- [任务要求]:
- a) 请输出所给文本中从“几道有关二叉树 DFS 和”到“level by level).”的这一段原文。
- b) 在所给文本的 BFS 函数里，ans.back().push_back(node->val) 为什么能把节点值放进当前这一层的数组？请依据所给文本，用一到三句话说明。

- [所给文本]:
_ _ _

几道有关二叉树 DFS 和 BFS 的算法题
2019-05-23 本文已影响0人
DejavuMoments
102. Binary Tree Level Order Traversal
Given a binary tree, return the level order traversal of its nodes' values. (ie, from left to right, level by level).
For example:
Given binary tree [3,9,20,null,null,15,7],
3
/ \
9 20
/ \
15 7
return its level order traversal as:
[
[3],
[9,20],
[15,7]
]
/**
* Definition for a binary tree node.
* struct TreeNode {
* int val;
* TreeNode *left;
* TreeNode *right;
* TreeNode(int x) : val(x), left(NULL), right(NULL) {}
* };
*/
class Solution {
public:
vector<vector<int> > levelOrder(TreeNode* root) {
//return BFS(root);
vector<vector<int> > ans;
DFS(root, 0, ans);
return ans;
}
private:
vector<vector<int> > BFS(TreeNode* root){
// 如果根节点为空,返回空数组
if(!root) return {};
vector<vector<int> > ans;
vector<TreeNode*> cur, next;
cur.push_back(root);
while(!cur.empty()){
// C++ 中 vector.back() 返回当前 vector 最末一个元素的引用
ans.push_back({});
for(TreeNode* node : cur){
// C++ 中 vector.back() 返回当前 vector 最末一个元素的引用
ans.back().push_back(node->val);
if(node->left) next.push_back(node->left);
if(node->right) next.push_back(node->right);
}
cur.swap(next);
next.clear();
}
return ans;
}
void DFS(TreeNode* root, int depth, vector<vector<int>>& ans){
// 如果根节点为空,那么就直接 return ,不做任何处理
// if(!root) return;
if (root == NULL) return;
// works with pre/in/post order
while(ans.size() <= depth) ans.push_back({});
DFS(root->left, depth+1, ans);
DFS(root->right, depth+1, ans);
ans[depth].push_back(root->val); // post-order
}
};
103. Binary Tree Zigzag Level Order Traversal
Given a binary tree, return the zigzag level order traversal of its nodes' values. (ie, from left to right, then right to left for the next level and alternate between).
For example:
Given binary tree [3,9,20,null,null,15,7],
3
/ \
9 20
/ \
15 7
return its zigzag level order traversal as:
[
[3],
[20,9],
[15,7]
]
/**
* Definition for a binary tree node.
* struct TreeNode {
* int val;
* TreeNode *left;
* TreeNode *right;
* TreeNode(int x) : val(x), left(NULL), right(NULL) {}
* };
*/
class Solution {
public:
vector<vector<int>> zigzagLevelOrder(TreeNode* root) {
vector<vector<int>> ans;
if(root == nullptr) return ans;
queue<TreeNode*> q{{root}};
bool left2right = true;
while(!q.empty()){
int level = 0;
vector<int> level_nodes;
for(int i = 0, n = q.size(); i < n; i++){
auto node = q.front();
q.pop();
if(left2right){
level_nodes.push_back(node->val);
}else{
level_nodes.insert(level_nodes.begin(), node->val);
}
if(node->left) q.push(node->left);
if(node->right) q.push(node->right);
}
// after this level
left2right=!left2right;
ans.push_back(level_nodes);
}
return ans;
}
};
107. Binary Tree Level Order Traversal II
Given a binary tree, return the bottom-up level order traversal of its nodes' values. (ie, from left to right, level by level from leaf to root).

_ _ _

- [条目列表]:
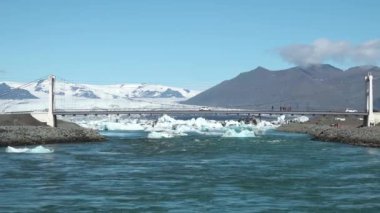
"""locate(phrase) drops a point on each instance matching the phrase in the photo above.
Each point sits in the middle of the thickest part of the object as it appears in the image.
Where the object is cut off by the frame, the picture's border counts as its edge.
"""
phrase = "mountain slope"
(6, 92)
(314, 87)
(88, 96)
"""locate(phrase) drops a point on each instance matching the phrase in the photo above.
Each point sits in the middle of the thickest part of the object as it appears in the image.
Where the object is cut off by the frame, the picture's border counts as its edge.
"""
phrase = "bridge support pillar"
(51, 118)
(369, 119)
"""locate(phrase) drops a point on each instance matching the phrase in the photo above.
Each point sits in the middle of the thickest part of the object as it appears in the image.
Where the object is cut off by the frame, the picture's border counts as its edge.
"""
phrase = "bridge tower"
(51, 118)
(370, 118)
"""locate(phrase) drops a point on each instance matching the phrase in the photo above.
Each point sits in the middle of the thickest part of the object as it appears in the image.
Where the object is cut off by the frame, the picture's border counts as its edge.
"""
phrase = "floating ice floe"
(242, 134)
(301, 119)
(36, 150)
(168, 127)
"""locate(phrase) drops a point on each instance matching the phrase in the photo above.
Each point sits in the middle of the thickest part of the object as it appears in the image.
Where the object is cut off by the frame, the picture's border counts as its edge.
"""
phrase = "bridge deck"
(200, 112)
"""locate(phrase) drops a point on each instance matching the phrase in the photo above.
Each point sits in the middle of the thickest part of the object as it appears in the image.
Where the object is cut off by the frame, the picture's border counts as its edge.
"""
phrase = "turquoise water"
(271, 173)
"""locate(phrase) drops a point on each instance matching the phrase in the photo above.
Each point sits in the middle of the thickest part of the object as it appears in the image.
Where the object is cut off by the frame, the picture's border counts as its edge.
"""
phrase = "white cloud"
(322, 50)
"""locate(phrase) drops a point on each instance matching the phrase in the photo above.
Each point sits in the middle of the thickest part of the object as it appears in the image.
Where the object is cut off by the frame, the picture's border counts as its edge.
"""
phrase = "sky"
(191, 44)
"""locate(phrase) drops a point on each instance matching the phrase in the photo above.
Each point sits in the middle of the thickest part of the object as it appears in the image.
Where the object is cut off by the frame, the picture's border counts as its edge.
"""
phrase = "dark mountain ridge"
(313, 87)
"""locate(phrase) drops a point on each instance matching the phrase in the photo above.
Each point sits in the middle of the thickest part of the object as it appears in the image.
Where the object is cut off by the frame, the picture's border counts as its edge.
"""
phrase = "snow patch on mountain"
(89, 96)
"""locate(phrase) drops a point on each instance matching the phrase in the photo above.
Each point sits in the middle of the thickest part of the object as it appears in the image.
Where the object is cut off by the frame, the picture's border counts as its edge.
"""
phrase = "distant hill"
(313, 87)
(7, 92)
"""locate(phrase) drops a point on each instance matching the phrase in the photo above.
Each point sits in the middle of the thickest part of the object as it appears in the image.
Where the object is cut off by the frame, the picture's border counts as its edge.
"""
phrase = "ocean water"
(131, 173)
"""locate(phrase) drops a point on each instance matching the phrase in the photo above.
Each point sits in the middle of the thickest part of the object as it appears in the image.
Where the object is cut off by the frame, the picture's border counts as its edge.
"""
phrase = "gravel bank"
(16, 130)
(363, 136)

_ _ _

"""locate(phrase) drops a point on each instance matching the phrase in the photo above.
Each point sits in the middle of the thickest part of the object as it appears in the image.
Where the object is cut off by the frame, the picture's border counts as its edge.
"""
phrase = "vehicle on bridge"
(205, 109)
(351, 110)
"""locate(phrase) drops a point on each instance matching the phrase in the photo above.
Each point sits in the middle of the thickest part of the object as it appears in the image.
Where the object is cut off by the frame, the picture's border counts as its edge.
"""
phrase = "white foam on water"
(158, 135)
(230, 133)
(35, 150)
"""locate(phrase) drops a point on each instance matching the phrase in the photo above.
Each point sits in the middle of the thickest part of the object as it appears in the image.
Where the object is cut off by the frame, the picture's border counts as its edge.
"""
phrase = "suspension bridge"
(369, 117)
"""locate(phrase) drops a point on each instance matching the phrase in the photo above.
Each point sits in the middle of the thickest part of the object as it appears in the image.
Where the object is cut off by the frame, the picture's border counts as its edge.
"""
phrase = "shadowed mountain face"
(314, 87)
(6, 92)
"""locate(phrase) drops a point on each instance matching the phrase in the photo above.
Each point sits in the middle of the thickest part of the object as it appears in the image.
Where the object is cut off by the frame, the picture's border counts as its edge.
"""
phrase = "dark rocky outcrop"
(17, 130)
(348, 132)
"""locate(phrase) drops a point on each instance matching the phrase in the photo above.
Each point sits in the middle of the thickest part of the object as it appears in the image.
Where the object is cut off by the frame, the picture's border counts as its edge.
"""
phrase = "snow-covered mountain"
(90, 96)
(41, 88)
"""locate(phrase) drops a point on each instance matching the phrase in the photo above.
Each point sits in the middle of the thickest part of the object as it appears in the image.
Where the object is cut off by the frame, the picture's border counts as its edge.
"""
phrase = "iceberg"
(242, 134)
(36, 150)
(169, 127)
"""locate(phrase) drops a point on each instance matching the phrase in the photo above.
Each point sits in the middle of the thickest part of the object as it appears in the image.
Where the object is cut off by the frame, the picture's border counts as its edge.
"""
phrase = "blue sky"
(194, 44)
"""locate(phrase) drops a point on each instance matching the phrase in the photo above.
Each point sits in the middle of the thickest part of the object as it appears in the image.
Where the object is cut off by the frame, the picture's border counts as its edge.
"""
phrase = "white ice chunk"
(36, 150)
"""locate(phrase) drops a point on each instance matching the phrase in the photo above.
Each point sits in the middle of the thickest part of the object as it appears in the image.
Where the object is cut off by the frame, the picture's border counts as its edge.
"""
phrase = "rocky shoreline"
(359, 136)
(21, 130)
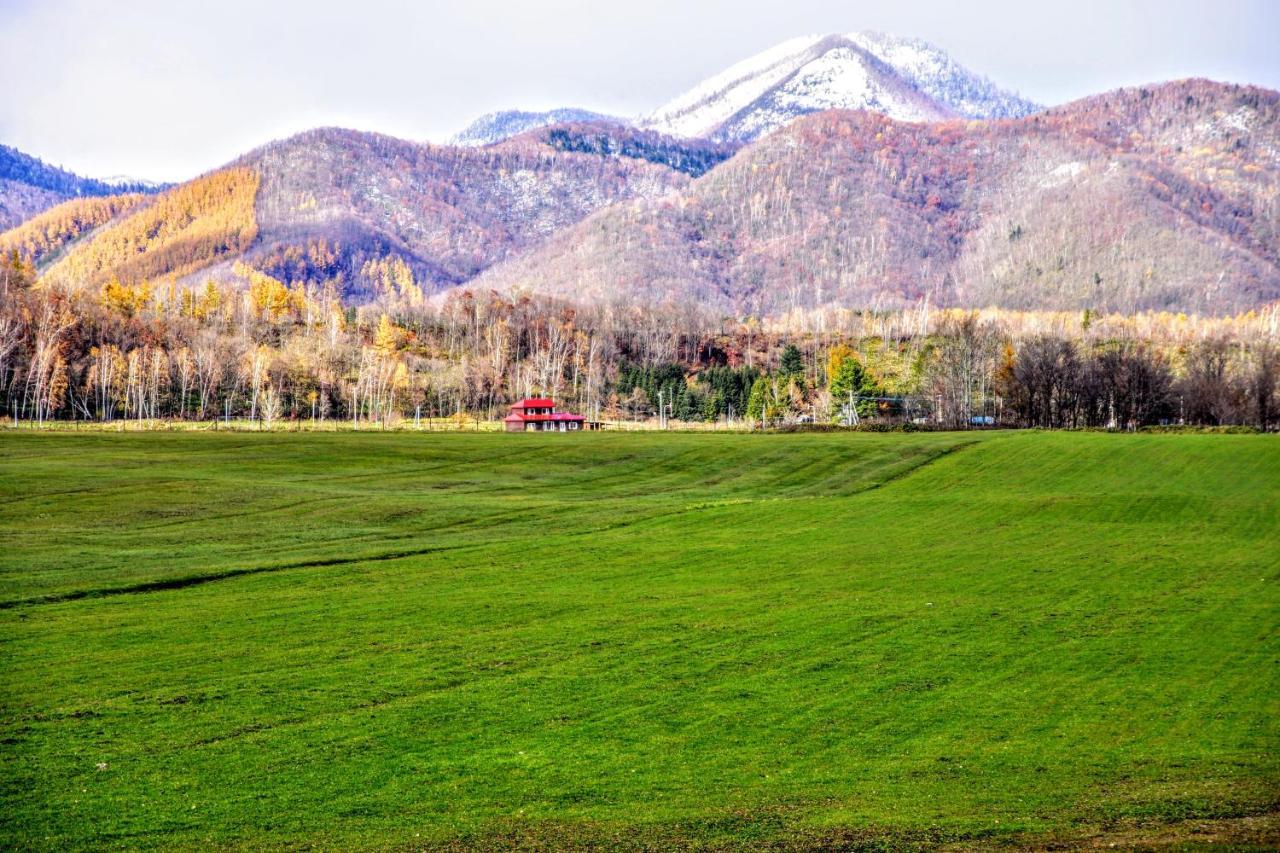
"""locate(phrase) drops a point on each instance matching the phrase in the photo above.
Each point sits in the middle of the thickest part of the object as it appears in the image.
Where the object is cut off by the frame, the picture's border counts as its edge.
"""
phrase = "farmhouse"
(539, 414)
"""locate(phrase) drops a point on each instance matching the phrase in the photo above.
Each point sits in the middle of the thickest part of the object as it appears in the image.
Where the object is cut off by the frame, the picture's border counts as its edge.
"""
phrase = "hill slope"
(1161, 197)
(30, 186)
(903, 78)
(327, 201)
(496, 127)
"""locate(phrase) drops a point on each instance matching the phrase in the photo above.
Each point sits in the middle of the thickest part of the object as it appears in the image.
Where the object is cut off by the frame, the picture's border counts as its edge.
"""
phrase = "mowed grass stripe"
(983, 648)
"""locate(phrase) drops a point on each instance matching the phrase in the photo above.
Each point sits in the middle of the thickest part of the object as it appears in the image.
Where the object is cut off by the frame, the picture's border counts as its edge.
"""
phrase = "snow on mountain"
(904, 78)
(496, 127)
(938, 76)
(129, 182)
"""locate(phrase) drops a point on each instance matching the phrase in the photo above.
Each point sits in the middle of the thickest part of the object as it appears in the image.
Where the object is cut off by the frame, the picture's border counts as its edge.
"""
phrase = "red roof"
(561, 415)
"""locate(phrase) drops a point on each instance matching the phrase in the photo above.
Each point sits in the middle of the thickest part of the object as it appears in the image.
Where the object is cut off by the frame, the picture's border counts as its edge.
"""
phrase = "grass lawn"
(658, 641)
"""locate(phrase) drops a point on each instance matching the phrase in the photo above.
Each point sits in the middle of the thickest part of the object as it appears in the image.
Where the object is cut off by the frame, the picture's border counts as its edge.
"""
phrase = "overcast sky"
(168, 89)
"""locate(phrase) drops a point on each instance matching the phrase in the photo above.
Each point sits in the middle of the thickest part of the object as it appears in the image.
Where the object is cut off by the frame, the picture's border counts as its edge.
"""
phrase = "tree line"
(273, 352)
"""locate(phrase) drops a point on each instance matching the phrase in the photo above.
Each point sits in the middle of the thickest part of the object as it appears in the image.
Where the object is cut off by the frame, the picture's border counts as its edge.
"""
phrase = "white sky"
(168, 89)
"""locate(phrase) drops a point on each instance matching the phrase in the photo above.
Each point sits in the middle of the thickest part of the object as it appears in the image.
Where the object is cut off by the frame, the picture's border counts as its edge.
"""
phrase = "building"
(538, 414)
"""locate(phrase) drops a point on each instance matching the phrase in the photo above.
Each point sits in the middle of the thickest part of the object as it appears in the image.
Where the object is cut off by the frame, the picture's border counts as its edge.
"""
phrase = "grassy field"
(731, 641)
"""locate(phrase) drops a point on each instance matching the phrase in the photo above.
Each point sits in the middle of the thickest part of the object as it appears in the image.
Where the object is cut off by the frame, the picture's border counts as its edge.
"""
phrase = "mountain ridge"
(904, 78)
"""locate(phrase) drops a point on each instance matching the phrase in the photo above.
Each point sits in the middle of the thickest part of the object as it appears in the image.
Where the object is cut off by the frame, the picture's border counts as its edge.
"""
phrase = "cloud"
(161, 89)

_ _ _

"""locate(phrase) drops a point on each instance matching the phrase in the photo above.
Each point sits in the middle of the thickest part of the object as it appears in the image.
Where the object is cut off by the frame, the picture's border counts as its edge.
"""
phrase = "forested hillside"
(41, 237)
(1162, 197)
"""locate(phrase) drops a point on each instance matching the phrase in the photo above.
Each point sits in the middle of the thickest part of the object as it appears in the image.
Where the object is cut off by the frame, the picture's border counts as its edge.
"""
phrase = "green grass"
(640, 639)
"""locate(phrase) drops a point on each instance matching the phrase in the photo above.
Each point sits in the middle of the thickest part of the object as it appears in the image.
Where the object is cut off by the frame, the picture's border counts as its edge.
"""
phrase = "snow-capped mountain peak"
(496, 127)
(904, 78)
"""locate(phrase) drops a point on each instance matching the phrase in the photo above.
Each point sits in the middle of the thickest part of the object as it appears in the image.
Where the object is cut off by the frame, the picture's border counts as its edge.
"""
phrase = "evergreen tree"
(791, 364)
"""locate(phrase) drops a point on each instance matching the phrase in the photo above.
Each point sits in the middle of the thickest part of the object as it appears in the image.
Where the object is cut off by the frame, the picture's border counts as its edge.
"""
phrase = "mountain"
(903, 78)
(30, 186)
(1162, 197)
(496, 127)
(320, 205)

_ _ _

- [参考答案]:
- a)
几道有关二叉树 DFS 和 BFS 的算法题
2019-05-23 本文已影响0人
DejavuMoments
102. Binary Tree Level Order Traversal
Given a binary tree, return the level order traversal of its nodes' values. (ie, from left to right, level by level).

- b) 每处理一层时，代码先执行 ans.push_back({})，在 ans 末尾加入一个空数组。按文中注释，C++ 中 vector.back() 返回当前 vector 最末一个元素的引用。因此 ans.back() 指向的正是刚为这一层添加的数组，对它调用 push_back 就把节点值加进了当前层。